Work request:
Once the images are removed, set down everything else in the listing below exactly.

Exercise material:
· · · ·

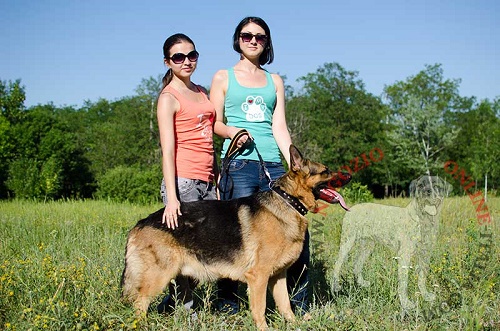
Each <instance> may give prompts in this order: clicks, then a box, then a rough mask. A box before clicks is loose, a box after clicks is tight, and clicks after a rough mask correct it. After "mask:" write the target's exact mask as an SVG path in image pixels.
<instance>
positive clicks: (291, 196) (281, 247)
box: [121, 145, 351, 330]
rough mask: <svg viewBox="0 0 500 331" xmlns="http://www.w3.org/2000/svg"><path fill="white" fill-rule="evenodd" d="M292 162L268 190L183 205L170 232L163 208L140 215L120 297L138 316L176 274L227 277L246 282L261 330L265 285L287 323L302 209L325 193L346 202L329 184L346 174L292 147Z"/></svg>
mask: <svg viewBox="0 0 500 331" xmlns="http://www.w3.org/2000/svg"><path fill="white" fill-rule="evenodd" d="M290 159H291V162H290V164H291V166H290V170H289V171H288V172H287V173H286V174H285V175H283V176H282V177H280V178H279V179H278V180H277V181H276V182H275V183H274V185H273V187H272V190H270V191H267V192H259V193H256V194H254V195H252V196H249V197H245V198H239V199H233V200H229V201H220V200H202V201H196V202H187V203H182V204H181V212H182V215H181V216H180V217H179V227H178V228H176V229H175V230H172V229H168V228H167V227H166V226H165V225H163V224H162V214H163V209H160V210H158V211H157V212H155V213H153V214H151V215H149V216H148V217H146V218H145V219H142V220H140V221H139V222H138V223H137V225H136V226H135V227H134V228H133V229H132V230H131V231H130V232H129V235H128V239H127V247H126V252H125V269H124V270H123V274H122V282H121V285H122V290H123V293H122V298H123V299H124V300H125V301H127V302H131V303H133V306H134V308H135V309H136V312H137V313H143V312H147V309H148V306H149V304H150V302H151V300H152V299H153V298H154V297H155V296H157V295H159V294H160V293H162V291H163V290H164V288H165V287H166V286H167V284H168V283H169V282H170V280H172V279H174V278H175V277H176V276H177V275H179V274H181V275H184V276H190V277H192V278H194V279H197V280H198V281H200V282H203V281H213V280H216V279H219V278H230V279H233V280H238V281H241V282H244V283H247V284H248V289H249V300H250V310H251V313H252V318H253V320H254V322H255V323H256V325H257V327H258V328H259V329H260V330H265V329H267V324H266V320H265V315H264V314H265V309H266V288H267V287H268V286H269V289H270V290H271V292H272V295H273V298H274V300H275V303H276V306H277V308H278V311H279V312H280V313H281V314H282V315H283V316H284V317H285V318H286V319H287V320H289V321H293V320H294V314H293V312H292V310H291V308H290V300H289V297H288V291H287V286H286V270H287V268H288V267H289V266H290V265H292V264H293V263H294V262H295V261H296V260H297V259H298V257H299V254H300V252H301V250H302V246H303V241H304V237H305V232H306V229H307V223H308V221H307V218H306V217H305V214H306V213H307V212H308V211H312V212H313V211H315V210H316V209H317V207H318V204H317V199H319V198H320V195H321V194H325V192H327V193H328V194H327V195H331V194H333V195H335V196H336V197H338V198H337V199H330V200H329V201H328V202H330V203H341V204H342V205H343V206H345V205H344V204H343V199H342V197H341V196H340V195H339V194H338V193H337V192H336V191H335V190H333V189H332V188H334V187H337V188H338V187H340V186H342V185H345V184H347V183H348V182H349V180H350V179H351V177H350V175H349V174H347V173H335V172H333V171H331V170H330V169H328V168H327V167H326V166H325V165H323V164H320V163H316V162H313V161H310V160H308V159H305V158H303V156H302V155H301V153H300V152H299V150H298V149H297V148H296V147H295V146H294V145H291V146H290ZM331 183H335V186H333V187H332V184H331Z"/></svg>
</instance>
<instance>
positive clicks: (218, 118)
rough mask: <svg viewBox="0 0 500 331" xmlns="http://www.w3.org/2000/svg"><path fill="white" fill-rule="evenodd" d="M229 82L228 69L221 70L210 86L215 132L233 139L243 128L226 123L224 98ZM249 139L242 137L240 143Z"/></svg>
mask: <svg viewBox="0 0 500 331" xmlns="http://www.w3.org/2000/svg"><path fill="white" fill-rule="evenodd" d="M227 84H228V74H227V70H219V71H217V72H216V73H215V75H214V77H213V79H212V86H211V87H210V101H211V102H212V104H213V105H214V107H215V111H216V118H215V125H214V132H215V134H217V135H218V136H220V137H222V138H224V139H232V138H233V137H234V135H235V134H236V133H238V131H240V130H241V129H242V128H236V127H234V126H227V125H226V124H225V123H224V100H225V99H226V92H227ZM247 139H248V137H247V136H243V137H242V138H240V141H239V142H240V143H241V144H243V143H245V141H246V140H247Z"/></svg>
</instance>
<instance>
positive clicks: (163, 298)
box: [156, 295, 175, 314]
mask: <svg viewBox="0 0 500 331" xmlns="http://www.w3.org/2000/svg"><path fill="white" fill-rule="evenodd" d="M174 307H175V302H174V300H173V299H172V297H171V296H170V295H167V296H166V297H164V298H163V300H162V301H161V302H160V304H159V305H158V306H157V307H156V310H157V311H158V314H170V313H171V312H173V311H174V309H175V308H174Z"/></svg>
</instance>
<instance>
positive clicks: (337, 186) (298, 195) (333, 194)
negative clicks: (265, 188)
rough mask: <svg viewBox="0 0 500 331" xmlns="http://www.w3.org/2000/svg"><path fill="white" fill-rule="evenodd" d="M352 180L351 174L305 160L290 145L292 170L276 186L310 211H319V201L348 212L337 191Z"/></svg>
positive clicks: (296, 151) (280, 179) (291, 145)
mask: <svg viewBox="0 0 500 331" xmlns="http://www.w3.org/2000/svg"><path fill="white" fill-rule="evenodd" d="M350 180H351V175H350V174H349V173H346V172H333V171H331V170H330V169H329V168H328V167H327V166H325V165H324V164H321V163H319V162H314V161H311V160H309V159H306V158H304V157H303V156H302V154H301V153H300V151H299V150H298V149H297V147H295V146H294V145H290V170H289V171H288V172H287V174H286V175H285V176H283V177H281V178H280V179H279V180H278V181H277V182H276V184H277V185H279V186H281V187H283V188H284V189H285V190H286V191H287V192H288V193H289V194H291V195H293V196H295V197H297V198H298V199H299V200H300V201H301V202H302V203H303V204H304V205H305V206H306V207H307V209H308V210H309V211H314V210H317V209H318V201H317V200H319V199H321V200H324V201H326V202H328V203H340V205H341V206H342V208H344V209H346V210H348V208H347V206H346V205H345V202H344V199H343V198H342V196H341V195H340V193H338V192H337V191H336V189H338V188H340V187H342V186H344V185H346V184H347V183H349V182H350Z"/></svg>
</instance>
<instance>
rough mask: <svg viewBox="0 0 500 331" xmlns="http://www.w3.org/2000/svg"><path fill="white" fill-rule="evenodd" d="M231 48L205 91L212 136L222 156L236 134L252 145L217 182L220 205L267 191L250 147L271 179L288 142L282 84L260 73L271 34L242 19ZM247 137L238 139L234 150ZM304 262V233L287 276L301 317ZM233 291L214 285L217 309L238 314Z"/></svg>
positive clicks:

· · · ·

Solution to this exercise:
Each <instance> may give prompts in this order: clicks, then a box, then a rough mask. A box before clicks is loose, a box after clicks is tight, and clicks after a rough mask correct it. After "mask:" write the target's exact mask as an SVG path in image pixels.
<instance>
positive clicks: (291, 196) (281, 247)
box: [121, 145, 351, 330]
rough mask: <svg viewBox="0 0 500 331" xmlns="http://www.w3.org/2000/svg"><path fill="white" fill-rule="evenodd" d="M292 162L268 190L183 205L170 232L163 208L140 215L120 297L138 316L176 274L227 277L246 282L261 330L265 285L287 323L302 209L325 193L346 202L329 184L346 174L292 147Z"/></svg>
mask: <svg viewBox="0 0 500 331" xmlns="http://www.w3.org/2000/svg"><path fill="white" fill-rule="evenodd" d="M290 159H291V162H290V164H291V166H290V170H289V171H288V172H287V173H286V174H285V175H283V176H282V177H280V178H279V179H278V180H277V181H276V182H275V183H274V185H273V187H272V190H270V191H267V192H259V193H256V194H254V195H252V196H249V197H245V198H239V199H233V200H229V201H220V200H202V201H196V202H187V203H182V204H181V212H182V215H181V216H180V217H179V227H178V228H176V229H175V230H172V229H168V228H167V227H166V226H165V225H163V224H162V214H163V209H160V210H158V211H157V212H155V213H153V214H151V215H149V216H148V217H146V218H145V219H142V220H140V221H139V222H138V223H137V225H136V226H135V227H134V228H133V229H132V230H131V231H130V232H129V235H128V239H127V247H126V252H125V269H124V270H123V274H122V282H121V285H122V290H123V293H122V298H123V299H124V300H125V301H127V302H131V303H133V306H134V308H135V309H136V312H137V313H143V312H147V309H148V306H149V304H150V302H151V300H152V299H153V298H154V297H155V296H157V295H159V294H160V293H162V291H163V290H164V288H165V287H166V286H167V284H168V283H169V282H170V280H172V279H174V278H175V277H176V276H177V275H179V274H181V275H184V276H190V277H192V278H194V279H197V280H198V281H200V282H203V281H213V280H216V279H219V278H230V279H233V280H238V281H241V282H244V283H247V284H248V289H249V300H250V310H251V313H252V318H253V320H254V322H255V323H256V325H257V327H258V328H259V329H260V330H265V329H267V324H266V320H265V315H264V314H265V309H266V288H267V287H268V286H269V289H270V290H271V292H272V295H273V298H274V300H275V303H276V306H277V308H278V311H279V312H280V313H281V314H282V315H283V316H284V317H285V318H286V319H287V320H289V321H293V320H294V314H293V312H292V310H291V308H290V300H289V297H288V291H287V286H286V270H287V268H288V267H289V266H290V265H292V264H293V263H294V262H295V261H296V260H297V259H298V257H299V254H300V252H301V250H302V246H303V241H304V237H305V232H306V229H307V223H308V221H307V218H306V217H305V214H306V213H307V212H308V211H312V212H313V211H315V210H316V209H317V207H318V204H317V199H319V198H320V195H321V194H325V192H327V193H328V194H327V195H331V194H333V195H335V196H336V197H338V198H337V199H330V200H329V201H328V202H330V203H341V204H342V205H343V206H345V205H344V204H343V199H342V197H341V196H340V195H339V194H338V193H337V192H336V191H335V190H333V189H332V188H334V187H337V188H338V187H340V186H342V185H345V184H347V183H348V182H349V180H350V179H351V177H350V175H349V174H347V173H335V172H333V171H331V170H330V169H328V168H327V167H326V166H325V165H323V164H320V163H316V162H313V161H310V160H308V159H305V158H303V156H302V155H301V153H300V152H299V150H298V149H297V148H296V147H295V146H294V145H291V146H290ZM331 183H335V186H333V187H332V184H331Z"/></svg>
</instance>
<instance>
positive clicks: (218, 118)
rough mask: <svg viewBox="0 0 500 331" xmlns="http://www.w3.org/2000/svg"><path fill="white" fill-rule="evenodd" d="M229 82L228 69L221 70L210 86L215 132L233 139L243 128L226 123L224 98ZM249 139L242 137L240 143Z"/></svg>
mask: <svg viewBox="0 0 500 331" xmlns="http://www.w3.org/2000/svg"><path fill="white" fill-rule="evenodd" d="M227 84H228V74H227V70H219V71H217V72H216V73H215V75H214V77H213V79H212V86H211V87H210V101H211V102H212V104H213V105H214V107H215V111H216V118H215V125H214V132H215V134H217V135H218V136H220V137H222V138H224V139H232V138H233V137H234V135H235V134H236V133H238V131H240V130H241V129H242V128H236V127H234V126H227V125H226V124H225V123H224V100H225V99H226V92H227ZM247 139H248V137H247V136H243V137H242V138H240V141H239V142H240V143H241V144H243V143H245V141H246V140H247Z"/></svg>
</instance>
<instance>
positive clicks: (163, 298)
box: [156, 295, 175, 314]
mask: <svg viewBox="0 0 500 331" xmlns="http://www.w3.org/2000/svg"><path fill="white" fill-rule="evenodd" d="M174 307H175V302H174V300H173V299H172V297H171V296H170V295H167V296H166V297H164V298H163V300H162V301H161V302H160V304H159V305H158V306H157V307H156V310H157V311H158V314H170V313H171V312H173V311H174V309H175V308H174Z"/></svg>
</instance>
<instance>
positive clicks: (337, 186) (298, 195) (333, 194)
negative clicks: (265, 188)
rough mask: <svg viewBox="0 0 500 331" xmlns="http://www.w3.org/2000/svg"><path fill="white" fill-rule="evenodd" d="M352 180L351 174L305 160L290 145L292 170L276 186L310 211H319V201L348 212L337 191Z"/></svg>
positive clicks: (296, 151) (280, 179) (291, 145)
mask: <svg viewBox="0 0 500 331" xmlns="http://www.w3.org/2000/svg"><path fill="white" fill-rule="evenodd" d="M350 180H351V175H350V174H349V173H346V172H333V171H331V170H330V169H329V168H328V167H327V166H325V165H324V164H321V163H319V162H314V161H311V160H309V159H306V158H304V157H303V156H302V154H301V153H300V151H299V150H298V149H297V147H295V146H294V145H290V170H289V171H288V172H287V174H286V175H285V176H283V177H281V178H280V179H279V180H278V181H277V182H276V184H277V185H279V186H281V187H283V188H284V189H285V190H286V191H287V192H288V193H289V194H291V195H293V196H295V197H297V198H298V199H299V200H300V201H301V202H302V203H303V204H304V205H305V206H306V207H307V209H308V210H309V211H314V210H317V209H318V201H317V200H319V199H321V200H324V201H326V202H328V203H340V205H341V206H342V208H344V209H346V210H348V208H347V206H346V205H345V202H344V199H343V198H342V196H341V195H340V193H338V192H337V191H336V189H338V188H340V187H342V186H344V185H346V184H347V183H349V182H350Z"/></svg>
</instance>
<instance>
rough mask: <svg viewBox="0 0 500 331" xmlns="http://www.w3.org/2000/svg"><path fill="white" fill-rule="evenodd" d="M231 48L205 91L212 136L222 156L236 134L252 145L217 182L220 205L267 191L250 147L271 179L288 142L282 84L260 73L271 34L242 19ZM247 137L238 139L234 150ZM304 262V233L287 276L301 317ZM233 291L214 285L217 309L238 314Z"/></svg>
positive clicks:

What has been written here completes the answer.